Items from a dataset
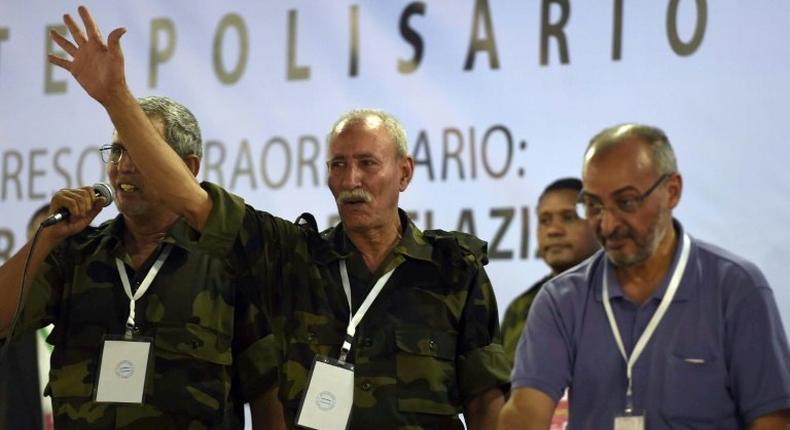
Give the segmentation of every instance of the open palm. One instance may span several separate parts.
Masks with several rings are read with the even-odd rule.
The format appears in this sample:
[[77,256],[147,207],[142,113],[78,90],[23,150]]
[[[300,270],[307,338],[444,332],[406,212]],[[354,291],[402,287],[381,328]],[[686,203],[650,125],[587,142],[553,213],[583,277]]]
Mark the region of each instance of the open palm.
[[85,32],[77,25],[71,15],[64,15],[63,22],[69,29],[74,42],[72,43],[58,32],[52,30],[52,40],[71,56],[71,59],[48,55],[49,62],[68,70],[82,88],[94,99],[107,105],[118,92],[126,91],[123,51],[120,39],[126,33],[124,28],[116,28],[107,38],[102,39],[88,9],[78,9]]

- _REQUIRED ACTION_:
Retrieve every line above holding the word "several".

- _SOLUTION FOR THIS EXERCISE_:
Give the segmentation of every instance of the open palm. One instance may span several separate parts.
Masks with several rings are read with the even-odd rule.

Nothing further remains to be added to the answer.